╭─ SOURCE PASSAGE
New East Digital Archive

My Soviet-Korean family: archive photos show life between two cultures in communist Uzbekistan

Stanislav Magay’s family photos offer a glimpse into the hidden history of Uzbek Koreans

6 April 2018

Sergey Magay fled Korea for Imperial Russia when he was only a child. But after building a life in the rural hinterlands between Vladivostok and North Korea — working at a fishery, as a secretary and as a school teacher — he fell victim to the forced deportations of the paranoid Stalinist regime. Some 172,000 ethnic Koreans were forcibly relocated from Russia’s Far East in 1937, mostly to Uzbekistan and Kazakhstan.

The family images from Sergey’s life in Tashkent captured the imagination of his grandson, Stanislav. Infused with the carefree atmosphere of perestroika, the images reveal family summers in a home where Soviet and Korean culture lay gently intertwined.

Today, there are still some 176,000 Koreans in Uzbekistan alone, although that number has declined since the collapse of the Soviet Union. The Korean diaspora in Uzbekistan is highly assimilated, with most speaking Russian as their first language. Due to this cultural background, Uzbek Koreans emigrate to Russia and Europe more frequently than they do to Korea.
╰─
--- TASKS FOR THIS EXERCISE ---
1 - In the article on the Magay family photos from Tashkent, how many ethnic Koreans were forcibly relocated from Russia's Far East in 1937?
2 - Continue the article about the Magay family photos and Uzbek Koreans, starting right after its final sentence.
╭─ GIVEN ENTRIES
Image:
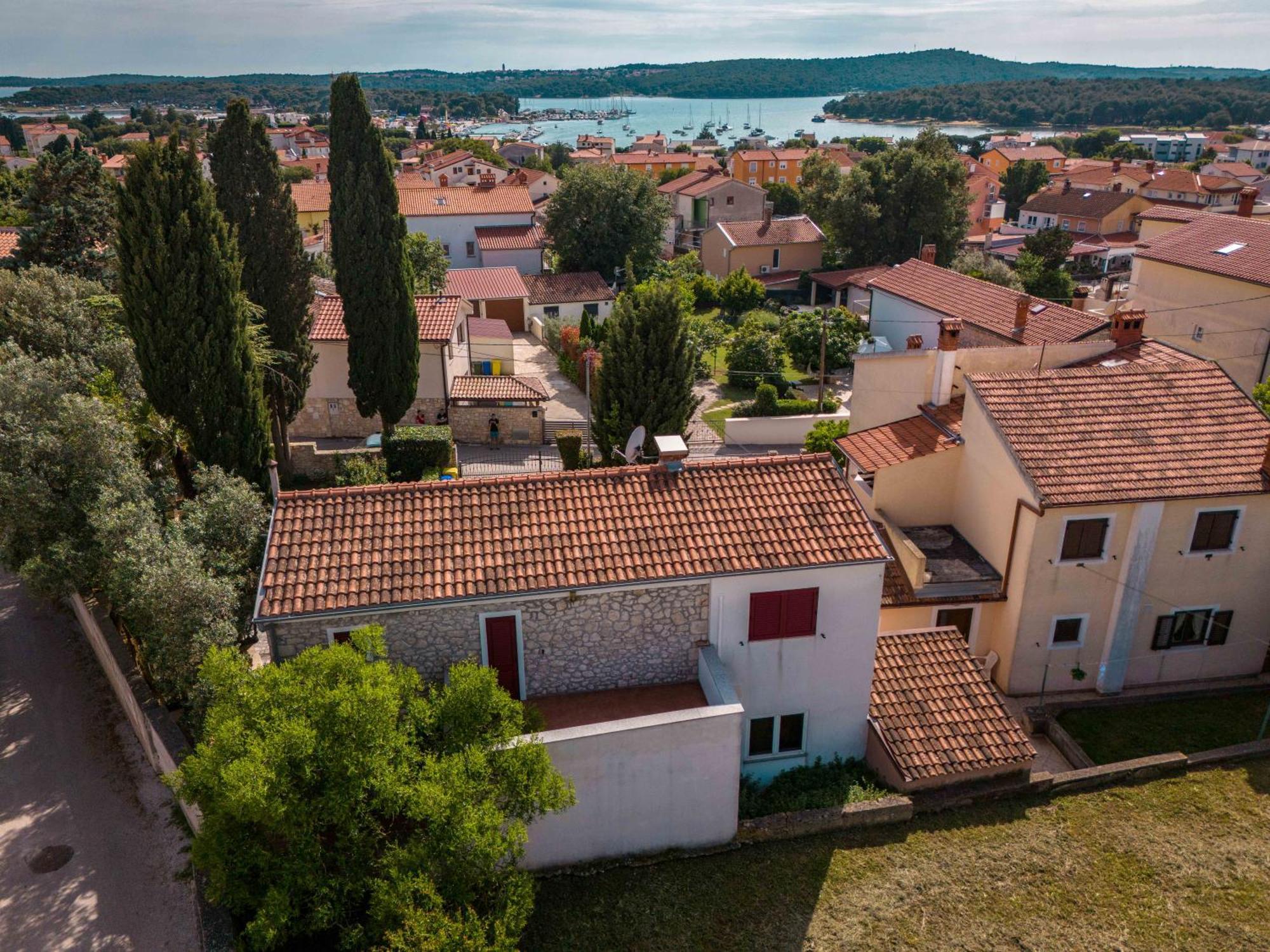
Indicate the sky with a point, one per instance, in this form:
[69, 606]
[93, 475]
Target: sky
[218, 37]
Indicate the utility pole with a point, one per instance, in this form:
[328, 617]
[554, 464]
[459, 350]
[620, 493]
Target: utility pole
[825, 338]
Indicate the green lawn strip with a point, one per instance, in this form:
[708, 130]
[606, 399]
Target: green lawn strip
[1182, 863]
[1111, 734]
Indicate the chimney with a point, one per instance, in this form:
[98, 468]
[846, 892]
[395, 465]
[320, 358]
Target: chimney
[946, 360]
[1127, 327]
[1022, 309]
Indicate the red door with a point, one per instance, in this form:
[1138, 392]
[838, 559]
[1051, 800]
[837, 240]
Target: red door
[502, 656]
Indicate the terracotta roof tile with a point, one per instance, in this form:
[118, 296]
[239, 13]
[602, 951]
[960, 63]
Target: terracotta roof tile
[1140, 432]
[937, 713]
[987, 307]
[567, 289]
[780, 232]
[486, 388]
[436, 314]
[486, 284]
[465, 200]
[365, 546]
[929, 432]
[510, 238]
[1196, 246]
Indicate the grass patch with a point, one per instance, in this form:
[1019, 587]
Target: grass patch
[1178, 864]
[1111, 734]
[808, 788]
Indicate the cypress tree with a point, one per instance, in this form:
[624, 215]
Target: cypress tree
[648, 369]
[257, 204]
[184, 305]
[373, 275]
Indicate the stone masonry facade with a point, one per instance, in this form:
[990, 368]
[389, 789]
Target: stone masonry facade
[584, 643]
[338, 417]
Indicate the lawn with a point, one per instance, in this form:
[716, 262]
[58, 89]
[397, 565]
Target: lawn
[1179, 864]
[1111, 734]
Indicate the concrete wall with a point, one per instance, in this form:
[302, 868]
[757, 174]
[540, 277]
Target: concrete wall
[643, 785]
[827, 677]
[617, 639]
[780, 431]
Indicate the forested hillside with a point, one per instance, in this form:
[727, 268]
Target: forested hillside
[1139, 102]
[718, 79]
╰─
╭─ GIVEN ENTRIES
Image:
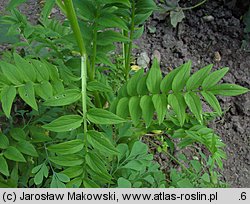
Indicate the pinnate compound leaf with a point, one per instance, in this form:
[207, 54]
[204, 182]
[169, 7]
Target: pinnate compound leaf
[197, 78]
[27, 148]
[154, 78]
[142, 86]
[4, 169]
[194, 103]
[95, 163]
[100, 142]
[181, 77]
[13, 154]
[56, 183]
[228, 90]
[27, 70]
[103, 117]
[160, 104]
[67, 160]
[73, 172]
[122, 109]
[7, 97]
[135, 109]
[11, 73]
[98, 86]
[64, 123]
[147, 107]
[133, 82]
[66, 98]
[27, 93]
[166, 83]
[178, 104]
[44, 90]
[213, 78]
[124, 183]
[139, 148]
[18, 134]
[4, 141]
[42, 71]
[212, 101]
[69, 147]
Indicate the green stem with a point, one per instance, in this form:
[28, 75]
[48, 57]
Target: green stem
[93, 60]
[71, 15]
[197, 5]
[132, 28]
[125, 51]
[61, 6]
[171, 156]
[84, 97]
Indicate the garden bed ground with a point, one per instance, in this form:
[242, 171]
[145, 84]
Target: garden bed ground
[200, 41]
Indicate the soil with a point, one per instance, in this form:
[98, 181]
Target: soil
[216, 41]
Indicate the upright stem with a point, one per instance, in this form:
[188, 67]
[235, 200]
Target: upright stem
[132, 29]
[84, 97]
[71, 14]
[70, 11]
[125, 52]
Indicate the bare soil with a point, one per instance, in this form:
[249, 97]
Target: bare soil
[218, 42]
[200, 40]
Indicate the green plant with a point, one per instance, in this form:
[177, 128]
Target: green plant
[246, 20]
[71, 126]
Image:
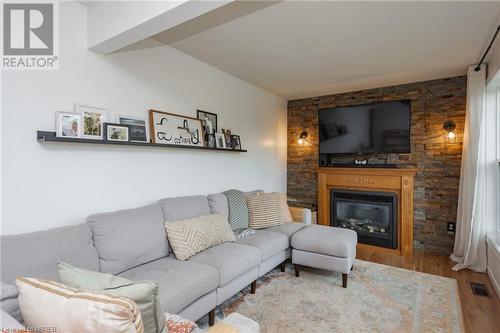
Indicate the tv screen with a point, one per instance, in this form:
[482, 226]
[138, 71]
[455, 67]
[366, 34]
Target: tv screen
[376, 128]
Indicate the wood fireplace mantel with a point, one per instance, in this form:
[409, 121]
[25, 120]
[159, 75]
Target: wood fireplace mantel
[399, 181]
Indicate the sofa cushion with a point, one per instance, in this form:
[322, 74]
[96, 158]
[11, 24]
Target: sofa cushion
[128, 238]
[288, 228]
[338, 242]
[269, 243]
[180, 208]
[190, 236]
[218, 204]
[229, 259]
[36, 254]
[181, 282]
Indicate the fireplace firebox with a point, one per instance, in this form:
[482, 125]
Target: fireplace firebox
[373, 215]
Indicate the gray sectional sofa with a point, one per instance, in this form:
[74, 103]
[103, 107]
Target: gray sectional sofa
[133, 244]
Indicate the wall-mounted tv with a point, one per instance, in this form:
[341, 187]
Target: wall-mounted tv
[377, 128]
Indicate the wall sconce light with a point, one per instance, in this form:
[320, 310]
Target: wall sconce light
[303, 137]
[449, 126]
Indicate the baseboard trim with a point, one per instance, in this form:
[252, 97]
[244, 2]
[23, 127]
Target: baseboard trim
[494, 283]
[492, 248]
╰─
--- ANSWERS FOR THE EXERCISE ---
1 - Some 172,000.

2 -
This is my grandfather Sergey on the day of my parents’ wedding. I must have been five already — but it was common for Koreans to celebrate when it was more convenient.

Every autumn we would be visited by our relatives and together we would collect acorns in the grove across from our house, which belonged to the Institute of Nuclear Physics where my parents worked. The acorns would be gifted to my aunt, who reared pigs and other useful livestock which would, in turn, be served for a big family feast.

My grandad Sergey and his sister Gi-Suk, in 1930.

Uncle Tolya (a graphic artist and a designer at the State Mint) always used family gatherings to cut everyone’s hair. It was more than pure Korean practicality. He always did a great job. He also cut his own hair — always.

Every summer, the mosquito net was stretched over the couch in the yard to create a gauze tent where the children could sleep. It was great, even if the cockerels and the dogs barking in the morning soon became tiresome.

Uncle Sasha, sometime between 1964 and 1965. All Koreans love table tennis, and there was always a (homemade) ping pong table standing in the courtyard of my grandfather’s house. We were constantly holding family tournaments. The best players were always afforded a special kind of respect.

These are Korean playing cards called hwatu. My parents’ friends (and not just the Korean ones) would regularly meet up at our house and play until morning, filling the apartment with cigarette smoke. These hwatu cards were photographed and hand-made by uncle Tolya. He and his friends would photograph the cards so that they could be printed out again on photo paper. They would then cut and paint the new cards to create self-made decks.

The house which my grandfather built with his own hands. A real Korean home has warm floors heated by a small stove, as well as a bath house, a chicken coop, a well, a wood shed, a carpentry workshop and seating and an open fire in the courtyard.

Drying soybeans on the ping pong table. We’d use them to make spicy Korean sauce.

Grandma Maria.

A family meal at my grandfather’s house.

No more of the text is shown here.